## BEGIN Page
V. Payment of Retirement Benefit
The benefit due to a Participant under this Plan shall be paid as quarterly
installments, each equal to one-fourth of the annual benefit provided for in IV.
above. Installments shall become due and payable as of the first day of each
calendar quarter. The first such payment shall become due and payable as of the
first day of the calendar quarter next following the date on which the
Participant terminates service as a director of Digital Equipment Corporation.
The last such payment shall become due and payable as of the first day of the
calendar quarter in which the Participant dies. Payment shall be mailed to the
last known address of the Participant. It shall be the responsibility of the
Participant to ensure that Digital Equipment Corporation is provided his or her
correct address. There shall be no death benefit hereunder.
## END Page
**Short problem:**
From the retirement benefit section, set down word for word the passage between "above. Installments shall" and "death benefit hereunder.", inclusive.
## BEGIN Data excerpts
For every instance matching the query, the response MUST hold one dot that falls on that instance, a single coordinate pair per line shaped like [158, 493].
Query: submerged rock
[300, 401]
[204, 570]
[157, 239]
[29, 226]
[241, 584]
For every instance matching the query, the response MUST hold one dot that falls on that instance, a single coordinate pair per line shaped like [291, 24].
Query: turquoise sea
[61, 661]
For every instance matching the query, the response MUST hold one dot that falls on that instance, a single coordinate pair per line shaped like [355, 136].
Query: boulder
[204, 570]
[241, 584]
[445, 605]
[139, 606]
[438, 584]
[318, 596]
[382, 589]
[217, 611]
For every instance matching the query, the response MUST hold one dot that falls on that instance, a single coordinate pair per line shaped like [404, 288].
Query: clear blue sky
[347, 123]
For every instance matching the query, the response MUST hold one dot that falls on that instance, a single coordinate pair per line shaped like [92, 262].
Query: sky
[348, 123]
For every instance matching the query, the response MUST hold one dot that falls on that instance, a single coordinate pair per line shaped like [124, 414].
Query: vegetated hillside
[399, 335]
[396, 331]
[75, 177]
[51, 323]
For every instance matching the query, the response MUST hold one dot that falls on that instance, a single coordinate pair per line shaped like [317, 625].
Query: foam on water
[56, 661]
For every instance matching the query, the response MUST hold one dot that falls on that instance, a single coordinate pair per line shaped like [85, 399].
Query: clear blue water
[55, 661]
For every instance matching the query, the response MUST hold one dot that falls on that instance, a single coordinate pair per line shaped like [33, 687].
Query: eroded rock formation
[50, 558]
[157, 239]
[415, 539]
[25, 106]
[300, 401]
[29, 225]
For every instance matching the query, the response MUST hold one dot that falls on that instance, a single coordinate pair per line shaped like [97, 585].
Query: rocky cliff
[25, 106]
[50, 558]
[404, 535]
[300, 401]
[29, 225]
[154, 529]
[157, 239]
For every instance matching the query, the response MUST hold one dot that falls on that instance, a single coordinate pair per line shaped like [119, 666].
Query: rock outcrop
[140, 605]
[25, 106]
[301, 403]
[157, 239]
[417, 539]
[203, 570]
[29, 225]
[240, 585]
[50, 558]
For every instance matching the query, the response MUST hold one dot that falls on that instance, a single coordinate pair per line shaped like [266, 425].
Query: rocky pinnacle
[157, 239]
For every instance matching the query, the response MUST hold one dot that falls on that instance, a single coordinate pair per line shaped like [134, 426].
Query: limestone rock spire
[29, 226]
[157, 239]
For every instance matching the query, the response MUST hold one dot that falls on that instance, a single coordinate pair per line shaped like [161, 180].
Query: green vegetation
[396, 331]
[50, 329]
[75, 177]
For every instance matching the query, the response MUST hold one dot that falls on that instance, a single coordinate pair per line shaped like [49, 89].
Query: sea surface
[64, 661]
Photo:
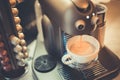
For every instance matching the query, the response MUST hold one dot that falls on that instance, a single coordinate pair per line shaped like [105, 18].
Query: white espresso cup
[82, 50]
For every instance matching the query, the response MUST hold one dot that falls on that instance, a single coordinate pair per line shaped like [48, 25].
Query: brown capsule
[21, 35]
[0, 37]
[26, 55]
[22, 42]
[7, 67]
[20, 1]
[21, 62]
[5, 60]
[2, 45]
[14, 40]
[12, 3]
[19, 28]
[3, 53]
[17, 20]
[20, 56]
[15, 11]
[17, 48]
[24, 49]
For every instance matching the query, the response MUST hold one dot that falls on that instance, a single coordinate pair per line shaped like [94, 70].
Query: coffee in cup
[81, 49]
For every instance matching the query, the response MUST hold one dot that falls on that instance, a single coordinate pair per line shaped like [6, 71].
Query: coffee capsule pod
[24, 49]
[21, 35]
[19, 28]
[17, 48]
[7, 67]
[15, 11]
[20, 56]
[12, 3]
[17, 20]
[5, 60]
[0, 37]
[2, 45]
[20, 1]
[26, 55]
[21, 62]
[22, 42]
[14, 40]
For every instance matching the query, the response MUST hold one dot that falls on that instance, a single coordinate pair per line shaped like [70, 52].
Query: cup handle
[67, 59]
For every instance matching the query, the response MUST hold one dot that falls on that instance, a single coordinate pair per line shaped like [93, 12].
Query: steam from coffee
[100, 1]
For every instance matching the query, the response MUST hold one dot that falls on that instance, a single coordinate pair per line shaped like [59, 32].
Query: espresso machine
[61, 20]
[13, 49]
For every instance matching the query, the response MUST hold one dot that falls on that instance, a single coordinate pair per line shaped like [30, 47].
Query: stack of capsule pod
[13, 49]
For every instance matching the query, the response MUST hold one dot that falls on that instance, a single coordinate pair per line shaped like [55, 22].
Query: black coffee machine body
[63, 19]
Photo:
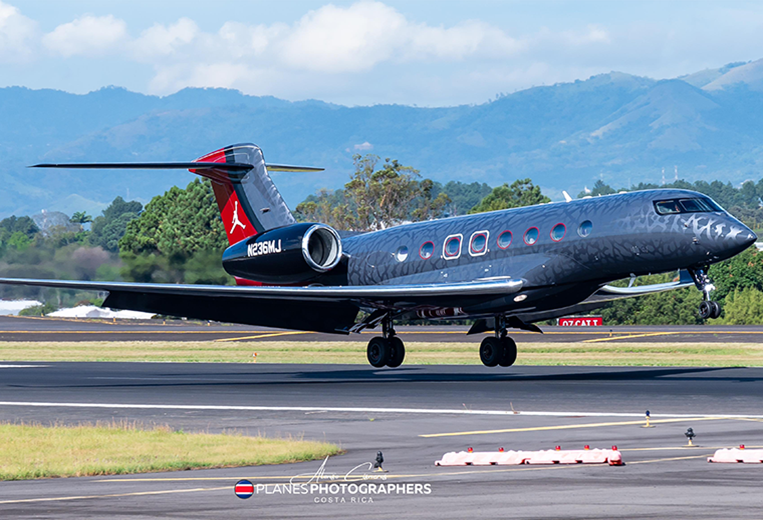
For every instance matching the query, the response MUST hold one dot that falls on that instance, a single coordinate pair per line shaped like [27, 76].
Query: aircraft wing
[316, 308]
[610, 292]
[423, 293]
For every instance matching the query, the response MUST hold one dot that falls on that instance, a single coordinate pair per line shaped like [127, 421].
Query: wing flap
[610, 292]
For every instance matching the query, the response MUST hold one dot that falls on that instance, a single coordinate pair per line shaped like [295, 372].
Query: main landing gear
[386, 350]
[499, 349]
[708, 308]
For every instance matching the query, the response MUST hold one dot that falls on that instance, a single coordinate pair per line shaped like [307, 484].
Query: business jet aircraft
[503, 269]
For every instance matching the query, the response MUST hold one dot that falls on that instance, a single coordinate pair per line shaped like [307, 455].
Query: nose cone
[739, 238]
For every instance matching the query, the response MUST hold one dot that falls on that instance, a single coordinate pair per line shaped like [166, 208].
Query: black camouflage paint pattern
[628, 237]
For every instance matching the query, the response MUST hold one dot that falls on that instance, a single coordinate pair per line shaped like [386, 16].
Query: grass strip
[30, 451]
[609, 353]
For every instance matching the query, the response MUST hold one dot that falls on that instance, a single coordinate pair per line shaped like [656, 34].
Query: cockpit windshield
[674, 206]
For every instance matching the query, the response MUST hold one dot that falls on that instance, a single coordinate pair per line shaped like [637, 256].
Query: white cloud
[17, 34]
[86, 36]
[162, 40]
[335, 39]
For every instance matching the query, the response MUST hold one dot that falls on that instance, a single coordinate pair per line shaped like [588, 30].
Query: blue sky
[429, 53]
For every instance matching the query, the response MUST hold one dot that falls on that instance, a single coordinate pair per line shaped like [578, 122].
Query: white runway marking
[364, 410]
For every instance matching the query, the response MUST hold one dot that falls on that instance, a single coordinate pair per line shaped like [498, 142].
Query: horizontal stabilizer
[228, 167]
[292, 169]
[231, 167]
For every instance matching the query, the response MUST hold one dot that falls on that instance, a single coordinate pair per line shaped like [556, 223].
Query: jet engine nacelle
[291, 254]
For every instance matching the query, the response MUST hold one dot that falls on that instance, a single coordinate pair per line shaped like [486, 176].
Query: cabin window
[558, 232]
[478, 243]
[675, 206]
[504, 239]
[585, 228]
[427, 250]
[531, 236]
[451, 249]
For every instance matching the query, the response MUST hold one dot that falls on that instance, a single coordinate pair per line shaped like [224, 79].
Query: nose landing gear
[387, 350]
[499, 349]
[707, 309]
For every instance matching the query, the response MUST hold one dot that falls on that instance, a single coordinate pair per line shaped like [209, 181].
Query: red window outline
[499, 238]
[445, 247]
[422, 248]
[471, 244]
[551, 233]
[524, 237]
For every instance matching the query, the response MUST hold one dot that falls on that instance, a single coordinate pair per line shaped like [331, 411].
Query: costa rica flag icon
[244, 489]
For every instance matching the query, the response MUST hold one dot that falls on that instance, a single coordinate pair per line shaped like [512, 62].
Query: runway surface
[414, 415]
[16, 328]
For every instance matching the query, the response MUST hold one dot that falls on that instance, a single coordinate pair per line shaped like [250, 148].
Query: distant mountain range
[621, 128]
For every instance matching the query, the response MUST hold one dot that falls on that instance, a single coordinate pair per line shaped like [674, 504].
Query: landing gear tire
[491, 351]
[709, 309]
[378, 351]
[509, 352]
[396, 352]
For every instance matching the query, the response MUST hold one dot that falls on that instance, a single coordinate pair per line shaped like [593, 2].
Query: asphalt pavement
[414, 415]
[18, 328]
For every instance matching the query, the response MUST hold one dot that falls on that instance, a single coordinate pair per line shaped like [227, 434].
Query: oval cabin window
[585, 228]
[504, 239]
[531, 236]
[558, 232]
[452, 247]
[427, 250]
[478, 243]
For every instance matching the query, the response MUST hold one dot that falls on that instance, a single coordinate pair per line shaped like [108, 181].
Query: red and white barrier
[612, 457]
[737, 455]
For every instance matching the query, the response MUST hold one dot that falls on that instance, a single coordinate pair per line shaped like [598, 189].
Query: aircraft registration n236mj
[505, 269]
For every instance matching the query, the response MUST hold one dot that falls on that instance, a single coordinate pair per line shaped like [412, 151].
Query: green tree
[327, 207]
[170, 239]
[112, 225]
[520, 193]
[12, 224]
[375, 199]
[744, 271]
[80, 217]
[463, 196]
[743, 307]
## END Data excerpts
**Solved exercise:**
above. Installments shall become due and payable as of the first day of each
calendar quarter. The first such payment shall become due and payable as of the
first day of the calendar quarter next following the date on which the
Participant terminates service as a director of Digital Equipment Corporation.
The last such payment shall become due and payable as of the first day of the
calendar quarter in which the Participant dies. Payment shall be mailed to the
last known address of the Participant. It shall be the responsibility of the
Participant to ensure that Digital Equipment Corporation is provided his or her
correct address. There shall be no death benefit hereunder.